** Task details **
Extract every line of the listing below and reproduce each one word for word.

Position identification records:
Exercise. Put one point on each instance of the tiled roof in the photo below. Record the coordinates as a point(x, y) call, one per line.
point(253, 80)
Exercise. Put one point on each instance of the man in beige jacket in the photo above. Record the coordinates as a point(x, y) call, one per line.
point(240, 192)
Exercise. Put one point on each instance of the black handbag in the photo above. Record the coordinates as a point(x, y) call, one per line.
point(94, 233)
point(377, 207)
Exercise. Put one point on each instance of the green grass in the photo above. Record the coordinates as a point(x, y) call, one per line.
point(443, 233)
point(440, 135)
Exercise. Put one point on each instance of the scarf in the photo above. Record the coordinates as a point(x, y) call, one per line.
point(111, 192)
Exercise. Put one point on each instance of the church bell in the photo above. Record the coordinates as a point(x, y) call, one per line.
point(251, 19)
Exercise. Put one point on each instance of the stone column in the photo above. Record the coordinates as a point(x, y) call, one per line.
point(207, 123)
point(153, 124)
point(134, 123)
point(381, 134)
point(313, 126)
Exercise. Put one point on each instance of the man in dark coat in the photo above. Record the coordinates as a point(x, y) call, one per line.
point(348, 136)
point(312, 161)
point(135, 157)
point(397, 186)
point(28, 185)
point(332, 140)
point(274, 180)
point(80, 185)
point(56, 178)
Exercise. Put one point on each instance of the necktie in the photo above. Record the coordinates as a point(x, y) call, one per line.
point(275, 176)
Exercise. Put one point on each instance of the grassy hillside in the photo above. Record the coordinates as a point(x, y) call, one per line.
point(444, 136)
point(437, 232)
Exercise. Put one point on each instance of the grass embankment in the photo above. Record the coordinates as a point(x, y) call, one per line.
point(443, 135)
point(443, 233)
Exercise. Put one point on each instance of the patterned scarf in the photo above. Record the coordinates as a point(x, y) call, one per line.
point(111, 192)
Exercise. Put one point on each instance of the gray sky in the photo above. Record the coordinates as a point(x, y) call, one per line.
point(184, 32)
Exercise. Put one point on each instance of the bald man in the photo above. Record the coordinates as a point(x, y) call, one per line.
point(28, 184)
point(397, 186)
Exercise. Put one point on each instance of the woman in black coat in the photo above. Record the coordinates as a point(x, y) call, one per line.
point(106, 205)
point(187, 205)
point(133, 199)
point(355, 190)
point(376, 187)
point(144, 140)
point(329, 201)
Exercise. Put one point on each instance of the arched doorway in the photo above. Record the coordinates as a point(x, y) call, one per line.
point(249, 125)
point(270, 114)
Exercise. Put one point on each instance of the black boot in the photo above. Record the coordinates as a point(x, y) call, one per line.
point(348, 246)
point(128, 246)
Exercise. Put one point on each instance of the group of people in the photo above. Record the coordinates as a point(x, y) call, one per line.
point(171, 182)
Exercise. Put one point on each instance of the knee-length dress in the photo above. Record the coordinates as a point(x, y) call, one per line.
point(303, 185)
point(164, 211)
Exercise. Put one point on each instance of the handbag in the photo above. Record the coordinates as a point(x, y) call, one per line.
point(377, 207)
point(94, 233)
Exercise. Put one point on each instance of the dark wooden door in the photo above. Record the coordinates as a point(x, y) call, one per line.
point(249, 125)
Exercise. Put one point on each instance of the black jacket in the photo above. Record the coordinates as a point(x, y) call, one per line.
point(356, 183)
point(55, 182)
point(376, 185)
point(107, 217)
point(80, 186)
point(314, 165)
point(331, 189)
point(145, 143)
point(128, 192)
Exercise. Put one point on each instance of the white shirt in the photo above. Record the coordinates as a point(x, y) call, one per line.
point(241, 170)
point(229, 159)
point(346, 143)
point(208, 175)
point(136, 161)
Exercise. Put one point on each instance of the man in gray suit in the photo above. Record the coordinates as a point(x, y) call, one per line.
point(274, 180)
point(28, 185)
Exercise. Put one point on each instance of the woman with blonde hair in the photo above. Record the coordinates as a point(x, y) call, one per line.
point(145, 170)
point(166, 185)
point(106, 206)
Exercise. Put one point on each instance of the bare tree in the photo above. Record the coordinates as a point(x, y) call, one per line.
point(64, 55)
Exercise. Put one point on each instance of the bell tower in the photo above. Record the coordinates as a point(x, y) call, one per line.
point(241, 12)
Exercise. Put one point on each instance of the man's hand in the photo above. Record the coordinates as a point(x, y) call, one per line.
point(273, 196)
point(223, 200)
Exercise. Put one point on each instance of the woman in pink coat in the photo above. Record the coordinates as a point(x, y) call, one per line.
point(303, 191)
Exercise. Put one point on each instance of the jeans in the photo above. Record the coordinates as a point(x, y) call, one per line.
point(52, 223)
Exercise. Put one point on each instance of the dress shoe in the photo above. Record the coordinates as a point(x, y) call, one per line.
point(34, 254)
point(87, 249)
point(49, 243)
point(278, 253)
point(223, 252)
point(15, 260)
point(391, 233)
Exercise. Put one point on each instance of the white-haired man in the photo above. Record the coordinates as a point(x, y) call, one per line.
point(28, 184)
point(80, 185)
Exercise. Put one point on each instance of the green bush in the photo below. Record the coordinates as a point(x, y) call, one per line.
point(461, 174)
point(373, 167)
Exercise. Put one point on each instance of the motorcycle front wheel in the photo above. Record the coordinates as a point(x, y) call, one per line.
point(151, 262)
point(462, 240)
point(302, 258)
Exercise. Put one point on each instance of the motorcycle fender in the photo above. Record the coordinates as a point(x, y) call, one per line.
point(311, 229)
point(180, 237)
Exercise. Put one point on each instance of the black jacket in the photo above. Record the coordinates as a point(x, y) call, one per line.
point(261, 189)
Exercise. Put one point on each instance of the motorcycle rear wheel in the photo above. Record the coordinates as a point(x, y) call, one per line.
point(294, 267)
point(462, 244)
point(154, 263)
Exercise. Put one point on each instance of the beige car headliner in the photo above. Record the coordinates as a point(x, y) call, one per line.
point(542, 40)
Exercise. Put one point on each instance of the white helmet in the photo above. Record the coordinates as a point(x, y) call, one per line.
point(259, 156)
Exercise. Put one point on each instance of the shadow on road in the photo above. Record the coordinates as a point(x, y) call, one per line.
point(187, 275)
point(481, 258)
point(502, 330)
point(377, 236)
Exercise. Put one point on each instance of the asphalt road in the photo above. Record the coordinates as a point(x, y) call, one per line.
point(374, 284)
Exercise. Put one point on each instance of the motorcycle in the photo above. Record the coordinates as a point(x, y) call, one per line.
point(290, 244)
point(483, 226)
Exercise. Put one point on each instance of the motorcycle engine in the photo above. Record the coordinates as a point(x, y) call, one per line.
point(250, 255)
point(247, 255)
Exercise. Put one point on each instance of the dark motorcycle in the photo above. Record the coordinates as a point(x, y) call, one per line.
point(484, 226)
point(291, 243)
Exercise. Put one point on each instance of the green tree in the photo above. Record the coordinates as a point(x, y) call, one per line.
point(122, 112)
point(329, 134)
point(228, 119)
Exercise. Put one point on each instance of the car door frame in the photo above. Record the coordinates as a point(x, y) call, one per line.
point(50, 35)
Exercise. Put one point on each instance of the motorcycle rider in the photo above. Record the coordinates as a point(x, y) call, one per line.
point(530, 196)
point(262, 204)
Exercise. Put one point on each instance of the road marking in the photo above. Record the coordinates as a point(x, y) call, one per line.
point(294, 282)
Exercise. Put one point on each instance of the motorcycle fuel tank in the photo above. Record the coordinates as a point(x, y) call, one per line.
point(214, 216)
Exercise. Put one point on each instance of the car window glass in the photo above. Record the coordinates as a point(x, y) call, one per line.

** Solution for this exercise **
Exercise. Put one point on each instance of the tiled roof in the photo below. Record the coordinates as a point(x, y) call, one per line.
point(253, 80)
Exercise. Put one point on each instance of the man in beige jacket in the photo above. Record the coordinates as a point(x, y) call, one per line.
point(240, 192)
Exercise. Put one point on each instance of the black handbag in the photo above. Record the coordinates as a point(x, y) call, one per line.
point(94, 233)
point(377, 207)
Exercise. Put one point on each instance of the green grass in the photo above. Record the coordinates as a point(x, y) call, one per line.
point(443, 233)
point(440, 135)
Exercise. Put one point on each instance of the scarf in the photo above. Record the coordinates as a point(x, y) call, one per line.
point(111, 192)
Exercise. Put one point on each instance of the church bell in the photo above. Record the coordinates as a point(x, y) call, one per line.
point(251, 19)
Exercise. Put one point on each instance of the stone column in the photo above. Record the coordinates as a point(x, y) call, one per line.
point(207, 123)
point(153, 124)
point(134, 123)
point(381, 134)
point(313, 126)
Exercise. Put one point on each instance of the man in dark coat in the photo above. Record the coordinates as a point(x, y) call, one per line.
point(348, 136)
point(312, 161)
point(135, 157)
point(397, 186)
point(28, 185)
point(332, 140)
point(274, 180)
point(80, 185)
point(56, 178)
Exercise. Put one point on each instance of the necktie in the photo above. Record the coordinates as a point(x, y) call, one per line.
point(275, 176)
Exercise. Put one point on each instance of the grassy hillside in the photo above. Record the coordinates as a point(x, y) call, one per line.
point(444, 136)
point(437, 232)
Exercise. Put one point on each instance of the grass embankment in the photo above. Record the coordinates as a point(x, y) call, one per line.
point(443, 135)
point(443, 233)
Exercise. Put one point on each instance of the patterned scarf in the photo above. Record the coordinates as a point(x, y) call, one per line.
point(111, 192)
Exercise. Put one point on each instance of the gray sky in the photo above. Record the coordinates as a point(x, y) call, one per line.
point(184, 32)
Exercise. Put one point on each instance of the bald man in the photo above. Record the coordinates as a point(x, y) call, one per line.
point(28, 184)
point(397, 186)
Exercise. Put one point on each instance of the woman in black coat in the photo above. Record the coordinates as a point(x, y) call, one per line.
point(106, 205)
point(187, 205)
point(133, 199)
point(355, 190)
point(376, 187)
point(144, 140)
point(329, 201)
Exercise. Put one point on each instance of the arched doorway in the photo above. Record the coordinates as a point(x, y) call, one per line.
point(249, 125)
point(270, 114)
Exercise. Put one point on each instance of the black boot in the photo above. Record the coordinates as a point(x, y) call, one per line.
point(348, 246)
point(128, 246)
Exercise. Put one point on each instance of the group of people in the photo above. Record the coordinates as a point(x, y) call, one per line.
point(171, 182)
Exercise. Put one point on each instance of the knee-length dress in the photo above. Record the coordinates as a point(x, y) call, one per line.
point(303, 185)
point(164, 211)
Exercise. Put one point on each instance of the handbag in the photo above. Record the coordinates as a point(x, y) call, one per line.
point(377, 207)
point(94, 233)
Exercise. Put one point on each instance of the dark wooden door in the photo above. Record the coordinates as a point(x, y) call, one per line.
point(249, 125)
Exercise. Put one point on each instance of the black jacket in the photo above. Record the coordinates as a point(x, y) call, one per line.
point(356, 183)
point(55, 182)
point(376, 185)
point(107, 217)
point(80, 186)
point(314, 165)
point(331, 189)
point(145, 143)
point(128, 192)
Exercise. Put one point on each instance of the white shirt in the photo above. Record the coordinates as a point(x, y) call, one per line.
point(241, 170)
point(229, 159)
point(346, 143)
point(208, 175)
point(136, 161)
Exercise. Put one point on each instance of the man in gray suit in the photo above. Record the coordinates as a point(x, y) call, one per line.
point(274, 180)
point(28, 185)
Exercise. Put one point on each instance of the woman with blonde hair in the photo above. Record the coordinates as a point(x, y) call, one per line.
point(145, 170)
point(166, 185)
point(106, 206)
Exercise. Put one point on each instance of the bare tree in the photo above. Record the coordinates as a point(x, y) call, one per line.
point(64, 55)
Exercise. Put one point on each instance of the bell tower in the photo above. Record the coordinates as a point(x, y) call, one per line.
point(241, 12)
Exercise. Put one point on each instance of the man's hand in the photo above. Record the coordinates as a point(x, y) call, one per line.
point(273, 196)
point(223, 200)
Exercise. Put one point on each instance of the woman in pink coat in the photo above. Record the coordinates as a point(x, y) call, one per line.
point(303, 191)
Exercise. Put one point on each instance of the jeans in the photo above. Record the coordinates as a point(x, y) call, one per line.
point(52, 223)
Exercise. Put one point on each instance of the dress shoe in the photo above. Record the coordinates as a point(x, y) call, one per line.
point(34, 254)
point(87, 249)
point(49, 243)
point(278, 253)
point(223, 252)
point(15, 260)
point(391, 233)
Exercise. Put one point on each instance of the white-haired man in the photo above. Record the coordinates as a point(x, y) call, one per line.
point(28, 184)
point(80, 185)
Exercise. Put one point on each instance of the green bush in the photo below. Record the coordinates as a point(x, y) call, one per line.
point(461, 174)
point(373, 167)
Exercise. Put one point on each instance of the motorcycle front wheel in the photo above. Record the coordinates as a point(x, y) call, one per line.
point(151, 262)
point(462, 240)
point(302, 258)
Exercise. Put one point on each instance of the motorcycle fender in the photo above. Record the coordinates as a point(x, y) call, one per line.
point(311, 229)
point(180, 237)
Exercise. Put one point on each instance of the black jacket in the photo above. Record the coordinates as a point(x, y) call, one per line.
point(261, 189)
Exercise. Put one point on each instance of the motorcycle rear wheel in the photo above. Record the coordinates as a point(x, y) call, one per line.
point(294, 267)
point(462, 244)
point(154, 263)
Exercise. Put one point on each instance of the beige car headliner in the photo above. Record the coordinates as a point(x, y) call, one per line.
point(542, 40)
Exercise. Put one point on each instance of the white helmet in the photo above. Record the coordinates as a point(x, y) call, one per line.
point(259, 156)
Exercise. Put one point on each instance of the shadow on road in the photo above. Record the coordinates as a point(x, y) call, one per line.
point(187, 275)
point(481, 258)
point(502, 330)
point(377, 236)
Exercise. Put one point on each instance of the asphalt road in the photo above. Record the coordinates as a point(x, y) call, one per line.
point(374, 284)
Exercise. Put one point on each instance of the motorcycle in the photo above. Record the coordinates as a point(x, y) call, one per line.
point(290, 244)
point(483, 226)
Exercise. Put one point on each instance of the motorcycle engine in the photo above. Record the coordinates as a point(x, y) call, one per line.
point(250, 255)
point(247, 255)
Exercise. Put one point on each instance of the dark motorcycle in the photo above. Record the coordinates as a point(x, y) call, one per line.
point(484, 226)
point(291, 243)
Exercise. Put one point on each instance of the green tree in the photo above. Record the coordinates as a point(x, y) call, one per line.
point(122, 112)
point(329, 134)
point(228, 119)
Exercise. Put one point on each instance of the car door frame in the photo above. Record the coordinates as a point(x, y) call, one per line.
point(50, 35)
Exercise. Put one point on each instance of the motorcycle rider in the photo above. Record the coordinates as a point(x, y) call, one per line.
point(530, 196)
point(262, 204)
Exercise. Put one point on each instance of the road marking in the photo above. Record the coordinates as a point(x, y) call, one per line.
point(294, 282)
Exercise. Put one point on each instance of the motorcycle fuel tank in the photo above. Record the coordinates as a point(x, y) call, one per line.
point(214, 216)
Exercise. Put one point on each instance of the car window glass in the photo above. Record the coordinates as a point(x, y) call, one per line.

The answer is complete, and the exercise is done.